◆ **Task brief**
Turn every line of the entries below into a JSON list of strings, one string per line, with blank lines left out.

____ Extracted records

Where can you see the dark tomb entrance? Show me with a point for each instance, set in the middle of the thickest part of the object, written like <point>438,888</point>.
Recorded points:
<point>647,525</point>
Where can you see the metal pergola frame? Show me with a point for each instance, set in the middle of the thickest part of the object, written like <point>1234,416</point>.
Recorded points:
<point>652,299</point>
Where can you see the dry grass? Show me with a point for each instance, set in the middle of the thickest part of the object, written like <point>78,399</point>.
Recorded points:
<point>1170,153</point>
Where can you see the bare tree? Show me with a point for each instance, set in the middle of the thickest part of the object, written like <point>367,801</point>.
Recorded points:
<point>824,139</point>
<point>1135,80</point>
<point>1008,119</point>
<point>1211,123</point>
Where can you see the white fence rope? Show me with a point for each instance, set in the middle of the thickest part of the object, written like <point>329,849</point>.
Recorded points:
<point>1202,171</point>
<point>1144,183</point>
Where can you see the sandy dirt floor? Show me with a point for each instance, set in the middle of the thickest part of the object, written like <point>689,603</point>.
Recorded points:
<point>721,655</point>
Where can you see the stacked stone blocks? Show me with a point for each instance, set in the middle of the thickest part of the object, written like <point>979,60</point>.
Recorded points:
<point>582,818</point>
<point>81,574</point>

________

◆ **Exercise solution**
[
  "Where can you see the dark tomb entrance? Show me with a point for each instance, set in the middle of the thickest part of the object, written like <point>438,888</point>.",
  "Recorded points:",
  "<point>647,525</point>",
  "Where can you see the metal pergola frame? Show me with a point for each instance, set in the middle of the thickest part of the object, written like <point>1234,416</point>.",
  "Recorded points:",
  "<point>652,299</point>",
  "Where can you see the dry grass? Show me with a point for each instance, set in the middle of the thickest part of the object, written like <point>78,399</point>.",
  "Recorded points:",
  "<point>1170,153</point>",
  "Where can you see the bare tree? Show me with a point for each instance, set in the middle of the thickest part of the object, written like <point>367,801</point>.",
  "Recorded points:",
  "<point>824,139</point>",
  "<point>1135,80</point>",
  "<point>1008,119</point>",
  "<point>1211,123</point>",
  "Where can you see the white fence rope? Show me with a point for each instance, set in the middle of the thickest part of the object, written like <point>329,849</point>.",
  "Recorded points:",
  "<point>1202,171</point>",
  "<point>1144,183</point>",
  "Where can you see the sandy dirt floor? Show me with a point for each instance, set in the middle of the thickest part of the object, written like <point>689,603</point>.",
  "Recorded points:",
  "<point>721,655</point>",
  "Where can you see the stacked stone blocks? Show me with a point for each instance, set in the middle of the thickest part of the object, written like <point>979,60</point>.",
  "Recorded points:",
  "<point>582,818</point>",
  "<point>81,574</point>"
]